*Brief:*
For the entries below, work out how many lines include the string "white", then write only that number.
═════ Task material ═════
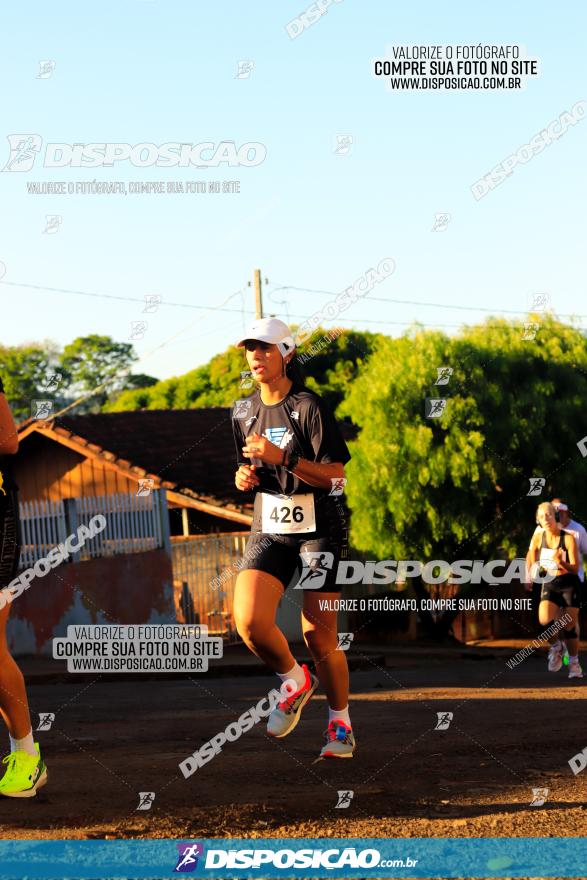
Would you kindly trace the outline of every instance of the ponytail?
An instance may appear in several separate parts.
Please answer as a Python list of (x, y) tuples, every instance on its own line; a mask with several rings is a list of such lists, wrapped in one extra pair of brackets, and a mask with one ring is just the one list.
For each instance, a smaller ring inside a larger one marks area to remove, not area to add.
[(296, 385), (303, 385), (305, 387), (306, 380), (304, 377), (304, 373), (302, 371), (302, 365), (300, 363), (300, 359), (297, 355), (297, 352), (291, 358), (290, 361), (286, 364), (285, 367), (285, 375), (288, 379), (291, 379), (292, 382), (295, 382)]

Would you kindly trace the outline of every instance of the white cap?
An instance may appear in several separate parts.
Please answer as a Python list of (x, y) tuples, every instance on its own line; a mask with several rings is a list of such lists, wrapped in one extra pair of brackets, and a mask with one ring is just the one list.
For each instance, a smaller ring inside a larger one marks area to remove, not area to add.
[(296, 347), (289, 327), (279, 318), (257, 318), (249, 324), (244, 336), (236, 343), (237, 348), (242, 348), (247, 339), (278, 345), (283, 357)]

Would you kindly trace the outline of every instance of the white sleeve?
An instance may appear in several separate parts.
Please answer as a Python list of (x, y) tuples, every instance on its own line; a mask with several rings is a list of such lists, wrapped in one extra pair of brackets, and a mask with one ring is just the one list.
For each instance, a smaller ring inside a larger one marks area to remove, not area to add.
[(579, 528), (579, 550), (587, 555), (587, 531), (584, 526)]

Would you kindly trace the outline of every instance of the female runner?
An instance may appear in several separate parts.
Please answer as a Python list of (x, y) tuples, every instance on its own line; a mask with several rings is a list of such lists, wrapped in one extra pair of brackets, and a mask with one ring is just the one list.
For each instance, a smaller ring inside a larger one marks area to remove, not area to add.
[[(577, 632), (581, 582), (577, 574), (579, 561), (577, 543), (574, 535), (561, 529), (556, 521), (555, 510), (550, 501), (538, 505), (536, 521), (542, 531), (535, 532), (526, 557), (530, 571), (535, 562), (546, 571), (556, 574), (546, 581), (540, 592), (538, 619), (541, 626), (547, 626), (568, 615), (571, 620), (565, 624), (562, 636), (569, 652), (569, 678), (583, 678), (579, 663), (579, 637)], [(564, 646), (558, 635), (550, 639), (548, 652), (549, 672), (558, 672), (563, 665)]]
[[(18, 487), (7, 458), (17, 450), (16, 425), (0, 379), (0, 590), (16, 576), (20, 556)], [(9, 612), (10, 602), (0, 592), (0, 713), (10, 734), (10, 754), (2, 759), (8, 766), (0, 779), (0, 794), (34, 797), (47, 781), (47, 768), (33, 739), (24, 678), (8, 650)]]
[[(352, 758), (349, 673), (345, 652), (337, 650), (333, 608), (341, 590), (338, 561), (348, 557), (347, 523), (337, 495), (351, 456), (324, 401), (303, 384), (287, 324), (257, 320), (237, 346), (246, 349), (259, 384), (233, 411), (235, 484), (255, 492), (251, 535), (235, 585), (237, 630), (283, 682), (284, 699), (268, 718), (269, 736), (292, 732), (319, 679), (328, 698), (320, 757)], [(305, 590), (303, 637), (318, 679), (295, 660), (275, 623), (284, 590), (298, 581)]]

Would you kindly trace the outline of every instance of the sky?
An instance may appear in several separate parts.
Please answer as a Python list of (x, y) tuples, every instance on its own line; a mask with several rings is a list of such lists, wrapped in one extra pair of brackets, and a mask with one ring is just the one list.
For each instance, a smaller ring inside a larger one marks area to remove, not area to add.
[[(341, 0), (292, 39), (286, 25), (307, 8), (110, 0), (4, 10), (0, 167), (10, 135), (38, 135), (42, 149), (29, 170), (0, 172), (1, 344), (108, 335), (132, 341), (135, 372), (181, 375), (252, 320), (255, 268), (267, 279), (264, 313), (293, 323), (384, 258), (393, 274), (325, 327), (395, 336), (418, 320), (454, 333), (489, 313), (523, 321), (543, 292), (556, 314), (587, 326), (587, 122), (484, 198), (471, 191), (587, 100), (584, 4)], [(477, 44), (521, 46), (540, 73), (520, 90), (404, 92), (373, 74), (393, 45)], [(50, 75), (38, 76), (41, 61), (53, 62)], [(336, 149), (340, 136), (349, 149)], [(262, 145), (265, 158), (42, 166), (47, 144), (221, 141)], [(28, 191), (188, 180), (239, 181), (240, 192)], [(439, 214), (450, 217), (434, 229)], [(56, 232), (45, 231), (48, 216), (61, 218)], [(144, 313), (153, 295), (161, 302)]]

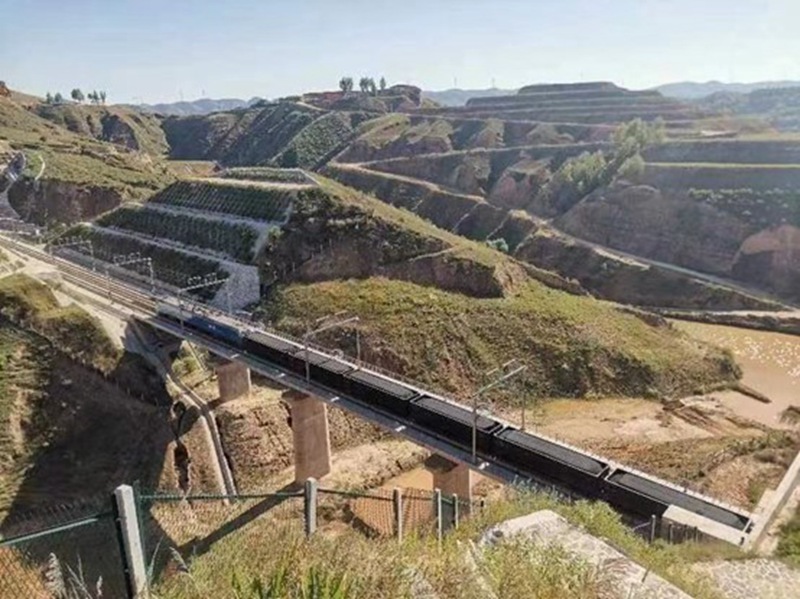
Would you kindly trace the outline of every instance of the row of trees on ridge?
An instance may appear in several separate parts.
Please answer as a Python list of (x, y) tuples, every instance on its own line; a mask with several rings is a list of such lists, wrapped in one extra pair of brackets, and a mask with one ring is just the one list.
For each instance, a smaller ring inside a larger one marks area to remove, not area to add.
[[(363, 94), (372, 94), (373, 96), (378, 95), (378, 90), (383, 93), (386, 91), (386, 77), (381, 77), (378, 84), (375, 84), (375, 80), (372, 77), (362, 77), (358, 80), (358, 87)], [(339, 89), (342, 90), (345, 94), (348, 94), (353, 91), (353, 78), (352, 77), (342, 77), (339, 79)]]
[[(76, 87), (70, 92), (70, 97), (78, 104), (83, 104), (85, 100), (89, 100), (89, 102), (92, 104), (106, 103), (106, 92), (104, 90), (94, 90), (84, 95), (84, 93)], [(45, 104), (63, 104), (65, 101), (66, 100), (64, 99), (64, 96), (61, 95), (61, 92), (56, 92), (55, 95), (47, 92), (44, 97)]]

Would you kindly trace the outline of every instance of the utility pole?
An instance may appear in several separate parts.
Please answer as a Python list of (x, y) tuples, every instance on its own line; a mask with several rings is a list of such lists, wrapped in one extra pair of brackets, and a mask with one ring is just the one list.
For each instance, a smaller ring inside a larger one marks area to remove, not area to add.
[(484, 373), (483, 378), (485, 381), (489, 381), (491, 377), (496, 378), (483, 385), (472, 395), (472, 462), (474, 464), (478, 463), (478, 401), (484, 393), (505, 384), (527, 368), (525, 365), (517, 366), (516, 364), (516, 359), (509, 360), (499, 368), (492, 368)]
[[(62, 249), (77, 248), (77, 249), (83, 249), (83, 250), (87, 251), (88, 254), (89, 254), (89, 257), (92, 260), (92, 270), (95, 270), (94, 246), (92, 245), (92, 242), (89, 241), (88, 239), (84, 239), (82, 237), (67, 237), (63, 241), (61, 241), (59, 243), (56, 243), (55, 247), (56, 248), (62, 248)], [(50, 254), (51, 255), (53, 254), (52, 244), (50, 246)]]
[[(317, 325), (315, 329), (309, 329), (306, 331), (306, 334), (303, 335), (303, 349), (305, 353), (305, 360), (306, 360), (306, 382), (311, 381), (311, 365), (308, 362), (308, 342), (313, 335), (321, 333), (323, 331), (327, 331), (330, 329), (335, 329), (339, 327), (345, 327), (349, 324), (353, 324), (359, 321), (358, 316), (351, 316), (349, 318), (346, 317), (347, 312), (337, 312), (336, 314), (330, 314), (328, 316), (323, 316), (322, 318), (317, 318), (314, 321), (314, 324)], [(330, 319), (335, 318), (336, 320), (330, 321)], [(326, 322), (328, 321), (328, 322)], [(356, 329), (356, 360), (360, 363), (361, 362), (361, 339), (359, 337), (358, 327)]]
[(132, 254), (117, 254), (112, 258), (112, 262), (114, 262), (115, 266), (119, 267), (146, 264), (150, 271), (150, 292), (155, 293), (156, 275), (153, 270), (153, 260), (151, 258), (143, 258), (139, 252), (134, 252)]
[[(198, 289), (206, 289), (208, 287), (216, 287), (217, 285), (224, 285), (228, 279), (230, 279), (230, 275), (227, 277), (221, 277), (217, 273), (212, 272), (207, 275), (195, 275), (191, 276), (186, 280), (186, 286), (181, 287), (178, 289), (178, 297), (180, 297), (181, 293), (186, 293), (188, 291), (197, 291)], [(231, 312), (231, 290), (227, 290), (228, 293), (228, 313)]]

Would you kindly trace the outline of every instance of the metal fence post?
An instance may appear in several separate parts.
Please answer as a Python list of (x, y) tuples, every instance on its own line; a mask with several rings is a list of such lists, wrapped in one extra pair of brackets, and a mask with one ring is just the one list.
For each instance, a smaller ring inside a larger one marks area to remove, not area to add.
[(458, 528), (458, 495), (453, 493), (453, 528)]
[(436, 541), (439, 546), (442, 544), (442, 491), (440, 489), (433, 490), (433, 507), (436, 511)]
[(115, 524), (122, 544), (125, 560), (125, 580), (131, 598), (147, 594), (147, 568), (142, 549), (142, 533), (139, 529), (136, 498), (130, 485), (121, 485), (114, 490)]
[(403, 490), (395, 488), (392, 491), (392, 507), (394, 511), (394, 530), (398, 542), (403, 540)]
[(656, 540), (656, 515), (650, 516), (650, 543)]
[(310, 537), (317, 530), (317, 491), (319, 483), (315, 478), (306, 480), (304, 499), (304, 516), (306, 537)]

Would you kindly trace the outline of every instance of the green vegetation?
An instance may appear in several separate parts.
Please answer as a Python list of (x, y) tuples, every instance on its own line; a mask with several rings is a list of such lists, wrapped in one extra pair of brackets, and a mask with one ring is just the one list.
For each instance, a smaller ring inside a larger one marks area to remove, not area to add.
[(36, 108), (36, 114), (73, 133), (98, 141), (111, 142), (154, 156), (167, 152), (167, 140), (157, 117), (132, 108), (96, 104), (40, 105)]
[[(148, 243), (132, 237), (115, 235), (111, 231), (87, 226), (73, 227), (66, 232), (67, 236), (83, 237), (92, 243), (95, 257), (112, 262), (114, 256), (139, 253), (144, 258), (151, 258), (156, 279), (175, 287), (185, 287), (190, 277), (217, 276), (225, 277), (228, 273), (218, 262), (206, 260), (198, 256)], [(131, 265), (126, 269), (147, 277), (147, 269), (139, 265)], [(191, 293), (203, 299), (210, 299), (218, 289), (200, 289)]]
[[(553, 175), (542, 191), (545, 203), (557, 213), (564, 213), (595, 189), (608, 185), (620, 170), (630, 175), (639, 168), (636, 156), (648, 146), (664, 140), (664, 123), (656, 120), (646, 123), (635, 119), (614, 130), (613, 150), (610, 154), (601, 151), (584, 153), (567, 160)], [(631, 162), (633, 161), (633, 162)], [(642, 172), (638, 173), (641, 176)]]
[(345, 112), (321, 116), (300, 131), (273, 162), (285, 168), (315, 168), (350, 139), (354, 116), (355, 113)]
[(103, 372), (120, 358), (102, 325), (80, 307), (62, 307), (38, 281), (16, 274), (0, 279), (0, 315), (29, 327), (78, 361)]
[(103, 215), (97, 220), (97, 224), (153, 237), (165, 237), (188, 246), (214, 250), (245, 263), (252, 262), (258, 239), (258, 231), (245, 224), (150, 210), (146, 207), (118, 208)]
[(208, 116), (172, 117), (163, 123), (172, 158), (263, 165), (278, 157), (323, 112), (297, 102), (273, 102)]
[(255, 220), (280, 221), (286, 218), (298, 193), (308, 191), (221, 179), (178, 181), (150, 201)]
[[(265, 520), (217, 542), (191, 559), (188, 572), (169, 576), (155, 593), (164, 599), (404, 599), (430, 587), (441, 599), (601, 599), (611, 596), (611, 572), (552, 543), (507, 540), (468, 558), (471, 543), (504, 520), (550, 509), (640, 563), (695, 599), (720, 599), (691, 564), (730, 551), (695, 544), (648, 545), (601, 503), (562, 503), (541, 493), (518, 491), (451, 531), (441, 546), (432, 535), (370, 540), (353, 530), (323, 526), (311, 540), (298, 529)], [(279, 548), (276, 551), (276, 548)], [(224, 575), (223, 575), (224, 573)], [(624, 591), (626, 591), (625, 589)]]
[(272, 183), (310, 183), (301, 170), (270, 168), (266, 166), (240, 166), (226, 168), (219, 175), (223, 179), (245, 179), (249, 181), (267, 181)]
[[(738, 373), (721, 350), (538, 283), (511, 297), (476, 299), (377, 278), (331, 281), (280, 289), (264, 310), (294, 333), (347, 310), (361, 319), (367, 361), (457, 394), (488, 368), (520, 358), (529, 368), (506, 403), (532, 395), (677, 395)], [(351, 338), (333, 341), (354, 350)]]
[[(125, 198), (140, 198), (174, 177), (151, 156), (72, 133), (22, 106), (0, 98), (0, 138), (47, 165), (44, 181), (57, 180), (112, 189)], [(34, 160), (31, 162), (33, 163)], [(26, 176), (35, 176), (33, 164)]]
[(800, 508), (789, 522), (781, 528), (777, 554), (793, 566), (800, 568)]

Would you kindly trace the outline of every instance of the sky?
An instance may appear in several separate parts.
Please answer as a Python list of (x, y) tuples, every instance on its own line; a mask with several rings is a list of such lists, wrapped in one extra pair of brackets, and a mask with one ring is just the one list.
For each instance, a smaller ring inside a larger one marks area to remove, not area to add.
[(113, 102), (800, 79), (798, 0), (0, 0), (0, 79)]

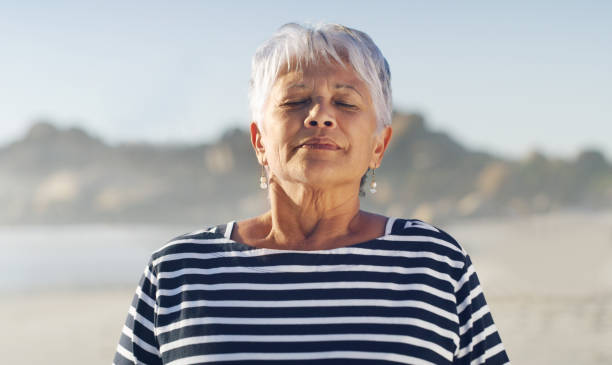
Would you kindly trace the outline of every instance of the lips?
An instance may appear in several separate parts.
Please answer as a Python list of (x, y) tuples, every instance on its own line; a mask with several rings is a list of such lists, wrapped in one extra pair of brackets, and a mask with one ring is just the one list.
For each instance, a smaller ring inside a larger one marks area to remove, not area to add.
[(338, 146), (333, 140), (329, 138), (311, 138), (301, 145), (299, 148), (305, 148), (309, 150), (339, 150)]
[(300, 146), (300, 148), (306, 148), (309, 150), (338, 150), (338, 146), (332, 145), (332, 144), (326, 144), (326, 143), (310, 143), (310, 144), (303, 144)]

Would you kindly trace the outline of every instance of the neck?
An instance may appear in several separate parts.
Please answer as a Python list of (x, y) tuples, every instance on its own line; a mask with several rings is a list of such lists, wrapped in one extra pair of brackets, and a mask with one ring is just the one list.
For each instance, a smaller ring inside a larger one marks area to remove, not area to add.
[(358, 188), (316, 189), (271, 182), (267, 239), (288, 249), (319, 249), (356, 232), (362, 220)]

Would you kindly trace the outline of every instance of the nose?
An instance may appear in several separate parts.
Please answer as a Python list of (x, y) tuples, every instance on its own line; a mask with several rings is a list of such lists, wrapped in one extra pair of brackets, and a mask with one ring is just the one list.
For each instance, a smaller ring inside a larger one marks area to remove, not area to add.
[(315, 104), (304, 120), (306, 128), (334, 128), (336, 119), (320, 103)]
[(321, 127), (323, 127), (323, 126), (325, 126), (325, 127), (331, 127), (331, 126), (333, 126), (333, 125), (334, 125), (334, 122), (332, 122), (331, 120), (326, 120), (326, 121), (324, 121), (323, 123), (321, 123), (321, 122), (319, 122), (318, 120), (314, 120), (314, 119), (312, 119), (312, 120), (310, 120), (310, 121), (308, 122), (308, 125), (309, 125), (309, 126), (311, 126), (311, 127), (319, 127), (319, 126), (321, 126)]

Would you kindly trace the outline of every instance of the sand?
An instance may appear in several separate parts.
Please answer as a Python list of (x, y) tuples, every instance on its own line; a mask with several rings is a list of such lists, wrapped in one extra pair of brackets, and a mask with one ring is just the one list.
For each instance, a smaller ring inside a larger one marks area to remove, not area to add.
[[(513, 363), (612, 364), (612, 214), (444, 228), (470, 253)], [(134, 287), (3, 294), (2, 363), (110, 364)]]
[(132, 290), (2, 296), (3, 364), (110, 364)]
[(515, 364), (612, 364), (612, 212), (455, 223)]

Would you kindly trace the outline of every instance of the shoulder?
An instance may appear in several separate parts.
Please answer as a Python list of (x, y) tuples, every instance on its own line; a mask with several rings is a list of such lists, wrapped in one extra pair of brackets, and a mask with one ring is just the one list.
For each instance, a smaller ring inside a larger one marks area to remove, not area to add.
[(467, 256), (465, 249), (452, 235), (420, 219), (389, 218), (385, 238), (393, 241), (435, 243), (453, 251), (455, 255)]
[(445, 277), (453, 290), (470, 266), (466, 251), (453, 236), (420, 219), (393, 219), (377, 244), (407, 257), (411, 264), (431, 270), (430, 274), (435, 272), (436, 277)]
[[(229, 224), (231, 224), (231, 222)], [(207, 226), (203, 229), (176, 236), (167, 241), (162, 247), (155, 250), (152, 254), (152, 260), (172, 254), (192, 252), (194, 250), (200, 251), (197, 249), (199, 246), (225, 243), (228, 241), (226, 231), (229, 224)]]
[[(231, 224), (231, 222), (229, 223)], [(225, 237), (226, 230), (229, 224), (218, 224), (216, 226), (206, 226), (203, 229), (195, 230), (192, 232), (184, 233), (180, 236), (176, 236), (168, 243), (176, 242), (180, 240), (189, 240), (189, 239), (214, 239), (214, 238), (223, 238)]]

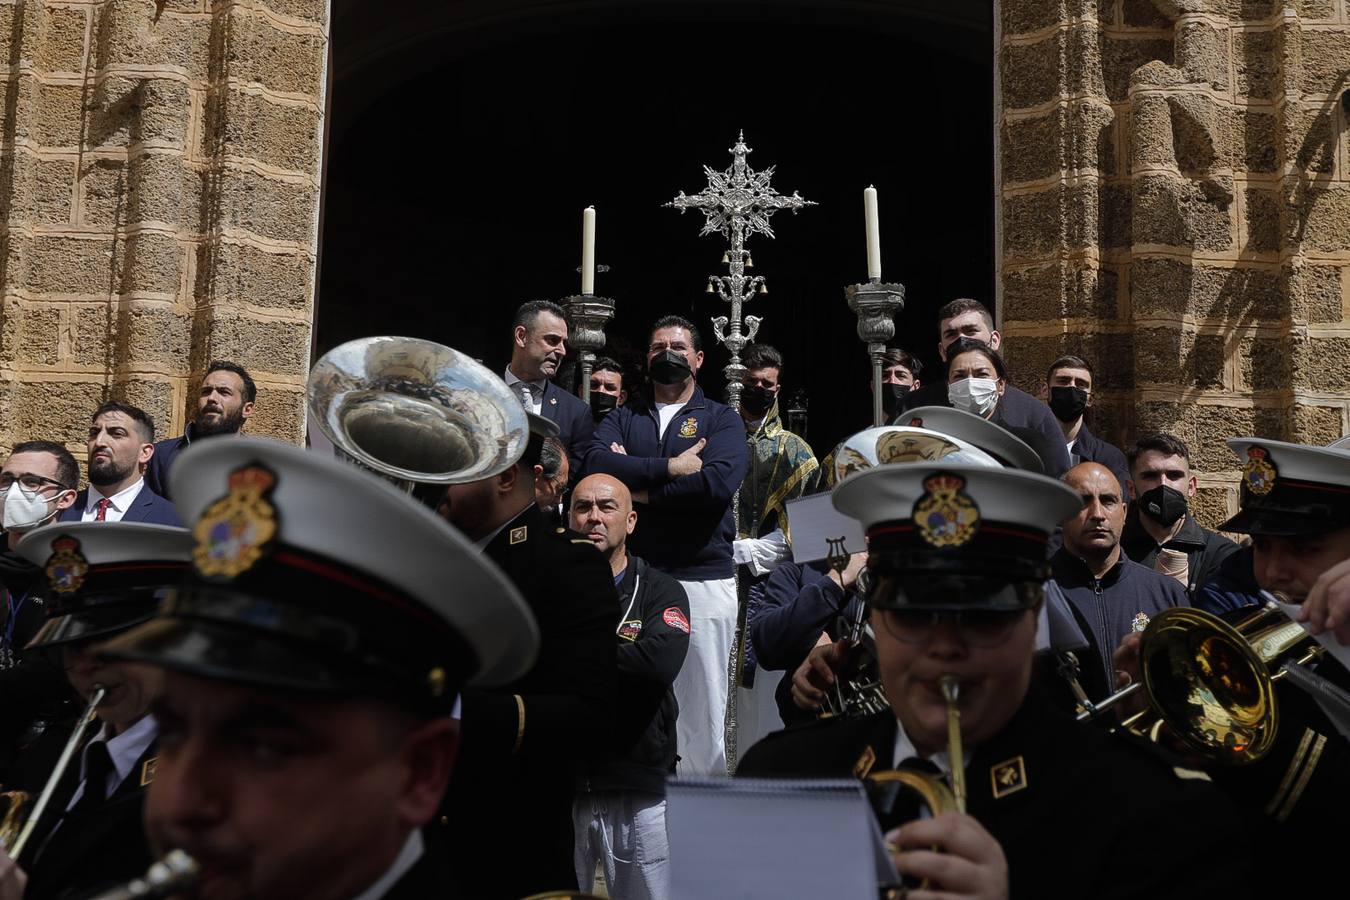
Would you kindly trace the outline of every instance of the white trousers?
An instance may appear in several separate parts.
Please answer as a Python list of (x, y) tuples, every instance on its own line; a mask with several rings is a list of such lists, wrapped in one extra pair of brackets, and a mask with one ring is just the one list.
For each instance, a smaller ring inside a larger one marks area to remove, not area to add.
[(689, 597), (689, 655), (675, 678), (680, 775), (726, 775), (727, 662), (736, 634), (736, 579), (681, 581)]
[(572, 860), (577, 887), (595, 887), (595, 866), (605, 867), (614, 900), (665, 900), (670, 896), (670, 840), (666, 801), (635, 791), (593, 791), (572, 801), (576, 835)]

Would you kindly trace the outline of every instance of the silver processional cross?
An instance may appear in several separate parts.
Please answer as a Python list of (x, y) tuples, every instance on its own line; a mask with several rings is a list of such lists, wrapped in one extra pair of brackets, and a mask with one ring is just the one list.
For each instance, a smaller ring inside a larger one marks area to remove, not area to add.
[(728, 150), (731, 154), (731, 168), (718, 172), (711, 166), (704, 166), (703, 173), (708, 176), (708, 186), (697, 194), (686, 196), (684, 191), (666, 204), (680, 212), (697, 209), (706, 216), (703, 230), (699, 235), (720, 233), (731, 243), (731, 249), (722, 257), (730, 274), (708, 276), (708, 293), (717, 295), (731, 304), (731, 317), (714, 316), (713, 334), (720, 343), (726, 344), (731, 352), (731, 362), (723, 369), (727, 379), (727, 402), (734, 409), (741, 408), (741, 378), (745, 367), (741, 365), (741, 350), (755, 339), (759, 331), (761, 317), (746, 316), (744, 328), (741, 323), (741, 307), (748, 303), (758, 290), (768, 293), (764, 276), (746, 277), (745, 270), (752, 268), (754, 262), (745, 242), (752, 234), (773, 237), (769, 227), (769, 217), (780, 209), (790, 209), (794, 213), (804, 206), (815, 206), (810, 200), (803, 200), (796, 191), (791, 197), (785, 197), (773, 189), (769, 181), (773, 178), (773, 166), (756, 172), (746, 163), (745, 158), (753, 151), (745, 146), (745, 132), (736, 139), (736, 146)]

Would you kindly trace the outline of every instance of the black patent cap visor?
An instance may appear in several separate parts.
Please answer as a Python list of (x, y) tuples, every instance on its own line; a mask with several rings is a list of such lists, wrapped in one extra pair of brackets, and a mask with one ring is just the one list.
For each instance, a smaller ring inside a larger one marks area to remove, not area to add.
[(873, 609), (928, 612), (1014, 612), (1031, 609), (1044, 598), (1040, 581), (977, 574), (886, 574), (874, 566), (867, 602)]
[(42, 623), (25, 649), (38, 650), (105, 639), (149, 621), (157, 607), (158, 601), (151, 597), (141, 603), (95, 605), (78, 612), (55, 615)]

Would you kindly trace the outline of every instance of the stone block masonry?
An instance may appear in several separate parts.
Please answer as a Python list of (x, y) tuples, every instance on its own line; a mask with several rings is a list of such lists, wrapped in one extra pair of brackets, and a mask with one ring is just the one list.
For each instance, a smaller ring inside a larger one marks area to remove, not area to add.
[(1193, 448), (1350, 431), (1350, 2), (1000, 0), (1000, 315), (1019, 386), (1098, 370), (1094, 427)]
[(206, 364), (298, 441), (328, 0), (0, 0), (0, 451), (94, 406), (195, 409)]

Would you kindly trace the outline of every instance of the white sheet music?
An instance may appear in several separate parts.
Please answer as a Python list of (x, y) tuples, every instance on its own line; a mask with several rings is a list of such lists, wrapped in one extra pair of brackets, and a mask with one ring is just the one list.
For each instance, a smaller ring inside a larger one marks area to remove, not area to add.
═════
*Output below:*
4